Reproduce the material below word for word, without changing a single character.

──────── Information supplied

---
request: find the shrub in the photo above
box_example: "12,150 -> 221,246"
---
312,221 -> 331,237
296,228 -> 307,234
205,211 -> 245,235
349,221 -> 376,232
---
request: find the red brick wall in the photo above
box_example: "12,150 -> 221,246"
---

────────────────

Complete response
---
request: find the shrub in the photo above
box_example: "12,150 -> 221,246"
---
312,221 -> 331,237
296,228 -> 307,234
205,211 -> 245,235
349,221 -> 376,232
---
request: find the red brick wall in the photo above
box_example: "12,150 -> 221,246"
---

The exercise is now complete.